* **WRITTEN REQUEST 1**: Reproduce the passage on Berkshire Hathaway's owner-related business principles verbatim, starting at "Warren Buffett and" and ending at "management, especially today.".
* **WRITTEN REQUEST 2**: Extend the passage on Berkshire Hathaway's owner-related business principles, picking up immediately after its final sentence.

Owner-related business principles cont'd.
5. Because of our two-pronged approach to business ownership and because of the
limitations of conventional accounting, consolidated reported earnings may reveal relatively little about our true economic performance. Charlie and I, both as owners and managers, virtually ignore such consolidated numbers. However, we will also report to you the earnings of each major business we control, numbers we consider of great importance. These figures, along with other information we will supply about the individual businesses, should generally aid you in making judgments about them.
Warren Buffett and Charlie Munger are very knowledgeable about accounting and its limitations in presenting the best performance of companies consolidated on Berkshire's financial statements. They analyze each business and the environment that they operate in and relay their conclusions to their shareholders. They basically assist shareholders in making well-informed decisions about the operating businesses of Berkshire Hathaway. They are very honest with their evaluations as can be seen in the Chairman's letters; when businesses do well, they acknowledge that and when businesses perform below expectations, they are not shy about stating those facts either. You cannot put enough value on honest management, especially today.

* **DATA EXCERPT**:
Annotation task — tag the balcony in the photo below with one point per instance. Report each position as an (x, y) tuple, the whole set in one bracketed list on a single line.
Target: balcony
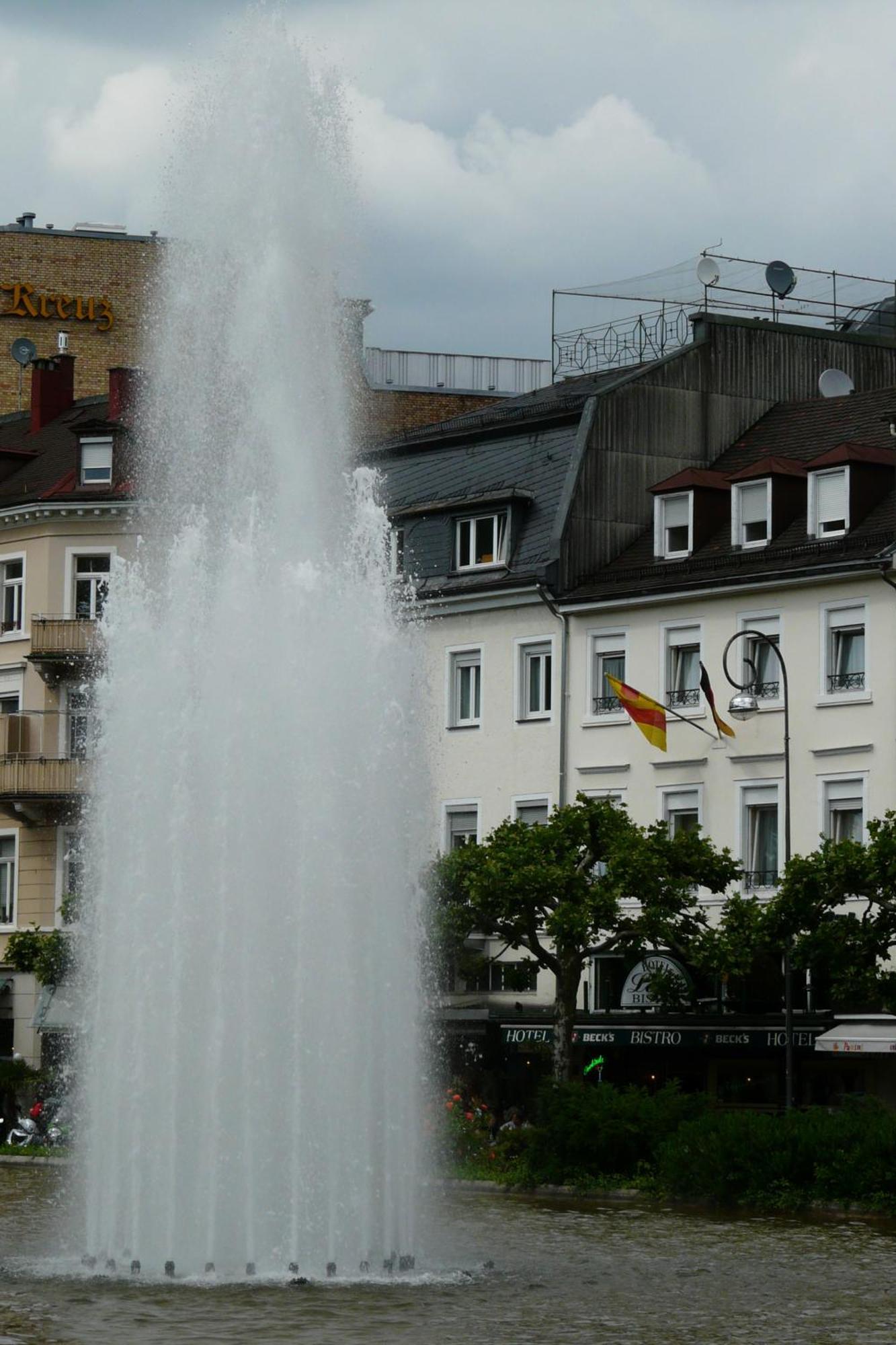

* **EXERCISE ANSWER 1**:
Warren Buffett and Charlie Munger are very knowledgeable about accounting and its limitations in presenting the best performance of companies consolidated on Berkshire's financial statements. They analyze each business and the environment that they operate in and relay their conclusions to their shareholders. They basically assist shareholders in making well-informed decisions about the operating businesses of Berkshire Hathaway. They are very honest with their evaluations as can be seen in the Chairman's letters; when businesses do well, they acknowledge that and when businesses perform below expectations, they are not shy about stating those facts either. You cannot put enough value on honest management, especially today.

* **EXERCISE ANSWER 2**:
6. Accounting consequences do not influence our operating or capital-allocation decisions. When acquisition costs are similar, we much prefer to purchase $2 of earnings that is not reportable by us under standard accounting principles than to purchase $1 of earnings that is reportable. This is precisely the choice that often faces us since entire businesses (whose earnings will be fully reportable) frequently sell for double the pro-rata price of small portions (whose earnings will be largely unreportable). In aggregate and over time, we expect the unreported earnings to be fully reflected in our intrinsic business value through capital gains.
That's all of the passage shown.